→ AIM OF THE TASK:
Extract each line of the data below exactly as written.

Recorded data
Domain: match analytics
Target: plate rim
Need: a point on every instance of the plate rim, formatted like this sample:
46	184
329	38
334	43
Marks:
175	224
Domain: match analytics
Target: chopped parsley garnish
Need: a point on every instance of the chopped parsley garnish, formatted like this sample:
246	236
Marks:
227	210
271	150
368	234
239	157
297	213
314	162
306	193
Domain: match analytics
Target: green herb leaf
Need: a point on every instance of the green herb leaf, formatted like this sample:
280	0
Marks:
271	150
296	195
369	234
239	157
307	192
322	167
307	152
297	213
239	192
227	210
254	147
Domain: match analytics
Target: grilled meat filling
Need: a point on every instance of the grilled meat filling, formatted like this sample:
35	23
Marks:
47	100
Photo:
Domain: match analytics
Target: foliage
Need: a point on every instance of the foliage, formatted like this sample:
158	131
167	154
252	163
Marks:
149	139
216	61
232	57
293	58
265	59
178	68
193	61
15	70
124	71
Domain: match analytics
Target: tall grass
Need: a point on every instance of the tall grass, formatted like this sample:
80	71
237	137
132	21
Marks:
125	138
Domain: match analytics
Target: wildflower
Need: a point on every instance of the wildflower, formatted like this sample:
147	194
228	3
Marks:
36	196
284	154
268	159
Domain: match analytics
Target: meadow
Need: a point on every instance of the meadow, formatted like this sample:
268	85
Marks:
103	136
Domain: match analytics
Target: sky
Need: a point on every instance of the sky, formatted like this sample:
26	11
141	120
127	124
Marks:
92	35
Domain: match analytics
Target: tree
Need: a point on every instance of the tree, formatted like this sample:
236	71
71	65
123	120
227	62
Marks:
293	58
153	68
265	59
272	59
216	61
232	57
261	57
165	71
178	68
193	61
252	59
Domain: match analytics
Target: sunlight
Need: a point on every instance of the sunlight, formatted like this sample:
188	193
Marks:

→ RESULT OF THIS EXERCISE:
Domain: match analytics
Target: plate rim
Need: a point on every instance of the plate rim, formatted like this sample:
46	184
329	38
334	43
Marks:
175	224
Domain: match analytics
Target: chopped parsley garnish
Need: a point on every instance of the chopped parsley garnish, formatted like this sample:
246	236
Marks:
227	210
271	150
368	234
239	157
297	213
314	162
306	193
Domain: match analytics
Target: green herb leaf
Need: a point on every instance of the green herb leaf, formatted like this sample:
280	0
Marks:
271	150
296	195
369	234
239	157
307	192
322	167
307	152
297	213
239	192
227	210
254	147
Domain: match analytics
Target: grilled meat filling
Need: a point on every instance of the grilled meat filling, formatted like this sample:
35	23
Marks:
47	100
Photo:
Domain: match analytics
Target: foliage
Need: a point on every instance of the foliage, formatted like this sample:
158	131
167	154
252	163
Marks:
149	139
216	61
232	57
293	58
265	59
178	68
193	61
15	70
124	71
Domain: match analytics
Target: tall grass
Need: a point on every instance of the tall grass, formatted like this sample:
80	71
237	137
132	21
Marks:
125	138
Domain: match analytics
Target: wildflower
Need: a point on every instance of the wildflower, formatted like this sample:
147	194
228	3
Marks:
36	196
284	154
268	159
Domain: match analytics
Target: meadow
Need: a point on every instance of the meadow, formatted like this sample:
268	85
Marks:
103	136
Domain: match analytics
Target: sky
Need: a point on every instance of the sky, formatted like this sample:
26	11
141	120
127	124
Marks:
92	35
Domain: match analytics
Target: tree
Need: a point on every instance of the tree, formatted like this sample:
236	71
71	65
123	120
227	62
Marks:
293	58
153	68
265	59
272	59
216	61
232	57
261	57
165	71
178	68
193	61
252	59
Domain: match analytics
Target: sunlight
Need: a point on every instance of the sunlight, formatted like this sample:
188	193
Marks:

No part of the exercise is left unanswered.